**Set problem:** Rescale the lines from the start of the records through the line holding "98,210 -> 131,296", inclusive, writing them out again with their requests and multiplying every coordinate in the answers by 0.8, rounded to whole numbers with halves going up. Return only those lines.

----

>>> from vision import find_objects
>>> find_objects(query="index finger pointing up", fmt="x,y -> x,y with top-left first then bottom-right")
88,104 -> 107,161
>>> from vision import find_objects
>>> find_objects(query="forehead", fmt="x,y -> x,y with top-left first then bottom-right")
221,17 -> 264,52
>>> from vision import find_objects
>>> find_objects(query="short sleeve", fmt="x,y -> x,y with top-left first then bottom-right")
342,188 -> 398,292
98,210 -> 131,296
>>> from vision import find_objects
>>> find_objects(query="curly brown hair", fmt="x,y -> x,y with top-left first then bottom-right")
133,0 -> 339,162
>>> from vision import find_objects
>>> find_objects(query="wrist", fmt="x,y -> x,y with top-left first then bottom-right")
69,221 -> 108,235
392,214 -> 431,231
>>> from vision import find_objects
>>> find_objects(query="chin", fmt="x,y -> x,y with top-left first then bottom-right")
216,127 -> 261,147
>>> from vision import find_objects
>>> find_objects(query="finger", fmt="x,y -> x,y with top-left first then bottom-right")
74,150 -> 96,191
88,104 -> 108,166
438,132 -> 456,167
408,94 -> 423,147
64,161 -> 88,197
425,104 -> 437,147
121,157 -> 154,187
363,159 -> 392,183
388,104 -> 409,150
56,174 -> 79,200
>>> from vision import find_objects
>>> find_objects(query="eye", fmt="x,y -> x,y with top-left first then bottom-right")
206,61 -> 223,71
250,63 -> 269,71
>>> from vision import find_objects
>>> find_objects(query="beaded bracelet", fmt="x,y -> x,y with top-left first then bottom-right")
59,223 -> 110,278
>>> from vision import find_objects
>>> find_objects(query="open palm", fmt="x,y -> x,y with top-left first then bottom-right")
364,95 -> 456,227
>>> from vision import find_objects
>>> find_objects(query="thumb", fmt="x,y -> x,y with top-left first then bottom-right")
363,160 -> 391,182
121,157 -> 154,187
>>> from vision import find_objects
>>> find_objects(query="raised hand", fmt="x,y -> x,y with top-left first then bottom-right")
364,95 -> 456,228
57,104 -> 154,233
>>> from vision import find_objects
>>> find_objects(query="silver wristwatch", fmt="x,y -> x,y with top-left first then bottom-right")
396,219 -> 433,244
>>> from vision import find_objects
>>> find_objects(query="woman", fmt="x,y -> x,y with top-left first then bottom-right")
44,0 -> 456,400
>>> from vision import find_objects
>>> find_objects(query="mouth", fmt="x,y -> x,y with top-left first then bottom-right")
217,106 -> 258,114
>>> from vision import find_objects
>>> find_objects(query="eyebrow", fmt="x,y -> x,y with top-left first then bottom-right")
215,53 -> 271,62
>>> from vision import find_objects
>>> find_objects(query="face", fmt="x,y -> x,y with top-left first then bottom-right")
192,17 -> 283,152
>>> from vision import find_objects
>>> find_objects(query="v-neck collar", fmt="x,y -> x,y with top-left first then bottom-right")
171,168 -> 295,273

----

**Response to this task:**
>>> from vision import find_objects
>>> find_objects(query="index finger pointing up", fmt="x,y -> x,y with top-left first then bottom-right")
70,83 -> 86,129
>>> from vision import find_objects
>>> find_objects(query="forehead", fmt="x,y -> x,y with top-left first then bottom-right")
177,14 -> 211,42
>>> from vision import find_objects
>>> find_objects(query="short sleeve", fmt="x,y -> x,y with top-left first then bottom-right")
274,150 -> 318,234
78,168 -> 105,237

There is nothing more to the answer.